Numeri che secondo le valutazioni dei tecnici provinciali indicano una densità eccessiva di ungulati sul territorio, anche alla luce delle indicazioni di origine regionale sul tasso di pressione sostenibile: in questo senso, ad esempio, la densità provinciale di cinghiali (4,5 capi/100 ha) è molto superiore alla soglia di 2,5 fissata dalla Regione.
Di conseguenza, la delibera di recente approvazione indica le densità-obiettivo per le varie specie, che per le rispettive aree vocate è di 2 capi/100 ha per cervo e daino, di 1,3 capi/100 ha (a fine stagione venatoria) per il cinghiale, e di un intervallo da 8 a 25 capi/100 ha per quanto attiene al capriolo. Capriolo che, peraltro, è l’unica delle specie citate per la quale non sono previste attività di eradicazione, azioni che sono invece previste sia per il cinghiale, sia per il daino nei territori considerati non vocati.
Riguardo al cervo, invece, è prevista la gestione conservativa delle due popolazioni montane (Acquerino – provincia di Prato e Foreste Casentinesi) mentre per la popolazione presente nel Chianti è prevista l’eradicazione. E, nonostante l’attività di perseguimento di una corrispondenza tra l’areale naturale di una specie e la sua diffusione effettiva sia un ambito di azione da sostenere sia per una pressione sostenibile per il territorio (inteso in senso antropico ed ecologico), sia per la stessa salubrità delle popolazioni di ungulati, è da attendersi che la prevista eradicazione del cervo dalle alture del Chianti solleverà non poche proteste da parte delle associazioni animaliste, anche perché parliamo di una specie che vive sì tipicamente in montagna, ma prevalentemente a causa della pressione antropica, poiché il suo areale tipico non escluderebbe la collina e nemmeno le pianure. Ciò è confermato anche dal fatto che l’unica popolazione di cervi che è ritenuta – con maggiore probabilità – di effettiva origine autoctona in Italia è quella del bosco della Mesola, situato in area litoranea in provincia di Ferrara.
Al di là di ciò, per il cervo, desta una certa perplessità quanto affermato dal Piano di gestione stesso, e cioè il fatto che «pur garantendo la gestione conservativa delle due popolazioni appenniniche, si stabilisce che dovrà essere evitata, per quanto possibile, l’espansione delle stesse lungo la dorsale appenninica in modo da impedire il loro congiungimento»: una misura che, se comprensibile alla luce delle finalità gestionali, appare invece errata in termini ecologici, poiché non ha senso impedire la naturale ibridazione tra le diverse popolazioni, elemento che si configura come fondamentale – a lungo termine – per garantire la salubrità (anche genetica) delle popolazioni animali.
Più in dettaglio, comunque, «in aree caratterizzate da vigneti e colture di pregio, come il Chianti o i territori circostanti Pontassieve e Rufina, è prevista l’eradicazione per cervi e daini (poiché territori non vocati alle due specie), una densità inferiore agli 8 capi per 100 ettari per i caprioli e l’eradicazione per i cinghiali. Nelle aree boschive, come l’alto Mugello, sarà tollerata una densità di 2 capi per 100 ettari per quanto riguarda cervi e daini, tra 8 e 25 capi per i caprioli e sempre 1,3 capi per i cinghiali».
* * *
= Da fare =
• 1. Riassumi in due frasi il testo sulla gestione degli ungulati.
• 2. Elenca tutte le specie per cui la delibera citata nel testo indica una densità-obiettivo.

Dati per l'individuazione di oggetti tramite linguaggio naturale:
* * *
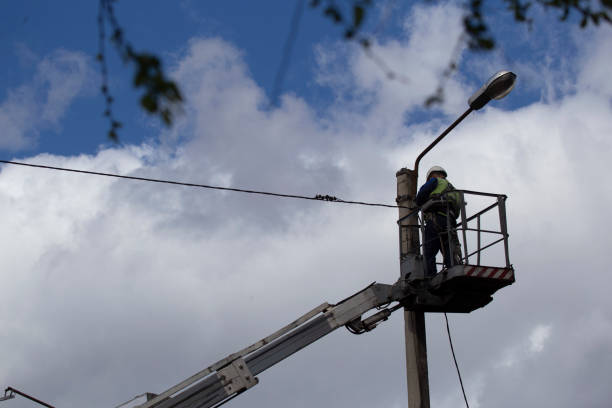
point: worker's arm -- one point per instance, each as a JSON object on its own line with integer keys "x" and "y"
{"x": 425, "y": 191}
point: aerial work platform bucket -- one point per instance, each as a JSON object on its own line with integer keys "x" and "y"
{"x": 467, "y": 284}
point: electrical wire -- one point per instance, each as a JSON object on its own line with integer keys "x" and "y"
{"x": 450, "y": 340}
{"x": 318, "y": 197}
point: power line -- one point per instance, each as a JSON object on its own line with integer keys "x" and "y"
{"x": 450, "y": 340}
{"x": 317, "y": 197}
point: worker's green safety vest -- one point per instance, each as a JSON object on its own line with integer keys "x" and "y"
{"x": 446, "y": 191}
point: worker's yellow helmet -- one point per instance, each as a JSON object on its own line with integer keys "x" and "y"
{"x": 436, "y": 169}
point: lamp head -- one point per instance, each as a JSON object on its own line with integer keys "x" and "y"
{"x": 7, "y": 395}
{"x": 498, "y": 86}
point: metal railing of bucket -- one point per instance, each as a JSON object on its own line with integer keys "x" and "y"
{"x": 465, "y": 224}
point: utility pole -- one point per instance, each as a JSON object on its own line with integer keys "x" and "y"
{"x": 411, "y": 261}
{"x": 414, "y": 322}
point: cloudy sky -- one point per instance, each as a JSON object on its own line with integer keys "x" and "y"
{"x": 111, "y": 288}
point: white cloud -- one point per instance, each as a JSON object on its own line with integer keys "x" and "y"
{"x": 40, "y": 104}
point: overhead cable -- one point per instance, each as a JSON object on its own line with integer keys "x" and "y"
{"x": 318, "y": 197}
{"x": 455, "y": 359}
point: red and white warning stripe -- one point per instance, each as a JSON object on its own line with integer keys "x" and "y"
{"x": 488, "y": 272}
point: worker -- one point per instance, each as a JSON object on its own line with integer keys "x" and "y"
{"x": 437, "y": 222}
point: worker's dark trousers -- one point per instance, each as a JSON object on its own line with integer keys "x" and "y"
{"x": 436, "y": 239}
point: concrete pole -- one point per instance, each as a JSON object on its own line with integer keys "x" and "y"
{"x": 414, "y": 322}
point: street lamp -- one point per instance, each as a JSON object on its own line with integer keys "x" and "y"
{"x": 498, "y": 86}
{"x": 10, "y": 392}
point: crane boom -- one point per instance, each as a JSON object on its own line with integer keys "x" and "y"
{"x": 236, "y": 373}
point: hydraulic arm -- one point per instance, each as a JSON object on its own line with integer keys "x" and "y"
{"x": 236, "y": 373}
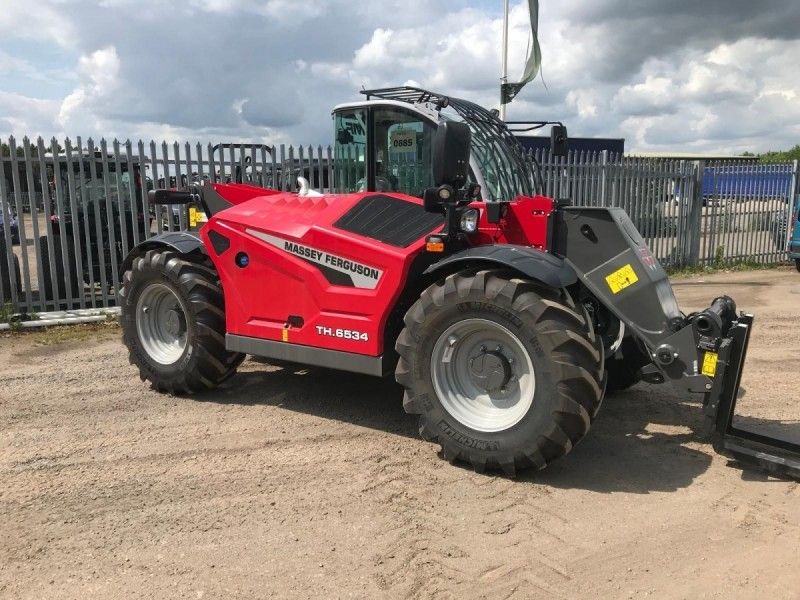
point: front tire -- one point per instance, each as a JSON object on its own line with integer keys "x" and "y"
{"x": 173, "y": 322}
{"x": 529, "y": 382}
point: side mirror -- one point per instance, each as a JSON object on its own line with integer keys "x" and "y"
{"x": 451, "y": 154}
{"x": 344, "y": 137}
{"x": 559, "y": 141}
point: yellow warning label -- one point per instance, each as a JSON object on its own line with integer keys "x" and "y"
{"x": 710, "y": 364}
{"x": 622, "y": 278}
{"x": 196, "y": 217}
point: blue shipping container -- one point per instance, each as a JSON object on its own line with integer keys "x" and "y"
{"x": 747, "y": 182}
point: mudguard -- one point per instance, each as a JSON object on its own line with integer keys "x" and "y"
{"x": 180, "y": 241}
{"x": 544, "y": 267}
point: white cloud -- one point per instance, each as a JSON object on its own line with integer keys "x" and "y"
{"x": 712, "y": 75}
{"x": 99, "y": 84}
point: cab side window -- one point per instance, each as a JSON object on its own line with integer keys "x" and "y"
{"x": 403, "y": 143}
{"x": 351, "y": 150}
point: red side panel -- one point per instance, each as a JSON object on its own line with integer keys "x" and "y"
{"x": 526, "y": 222}
{"x": 297, "y": 260}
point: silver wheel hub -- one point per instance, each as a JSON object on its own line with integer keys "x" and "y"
{"x": 483, "y": 375}
{"x": 161, "y": 324}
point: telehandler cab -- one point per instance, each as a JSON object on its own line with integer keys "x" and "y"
{"x": 504, "y": 314}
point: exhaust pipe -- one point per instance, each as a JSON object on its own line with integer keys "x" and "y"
{"x": 717, "y": 318}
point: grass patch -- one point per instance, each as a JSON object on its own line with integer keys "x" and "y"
{"x": 61, "y": 334}
{"x": 718, "y": 267}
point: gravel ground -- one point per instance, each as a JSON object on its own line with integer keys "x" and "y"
{"x": 298, "y": 484}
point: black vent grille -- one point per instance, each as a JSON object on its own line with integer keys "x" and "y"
{"x": 389, "y": 220}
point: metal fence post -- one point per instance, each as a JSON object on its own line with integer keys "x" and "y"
{"x": 695, "y": 221}
{"x": 603, "y": 178}
{"x": 794, "y": 196}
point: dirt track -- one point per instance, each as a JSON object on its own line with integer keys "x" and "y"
{"x": 315, "y": 484}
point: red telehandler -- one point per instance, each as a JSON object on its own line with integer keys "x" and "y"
{"x": 504, "y": 314}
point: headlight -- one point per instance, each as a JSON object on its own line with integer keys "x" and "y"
{"x": 469, "y": 220}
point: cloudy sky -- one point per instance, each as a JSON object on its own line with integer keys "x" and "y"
{"x": 679, "y": 75}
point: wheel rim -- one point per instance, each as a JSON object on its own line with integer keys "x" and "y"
{"x": 161, "y": 323}
{"x": 483, "y": 375}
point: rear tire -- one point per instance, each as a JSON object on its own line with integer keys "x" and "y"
{"x": 173, "y": 322}
{"x": 566, "y": 357}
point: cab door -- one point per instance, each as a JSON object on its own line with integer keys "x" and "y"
{"x": 383, "y": 148}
* * *
= Risposte esercizi =
• 1. Secondo i tecnici provinciali la densità di ungulati sul territorio è eccessiva, perciò la delibera fissa densità-obiettivo per cervo, daino, cinghiale e capriolo e prevede l'eradicazione di cinghiale e daino nei territori non vocati e del cervo nel Chianti. Il testo giudica inoltre ecologicamente errata la scelta del Piano di gestione di impedire il congiungimento delle due popolazioni appenniniche di cervo.

• 2.
- cervo
- daino
- cinghiale
- capriolo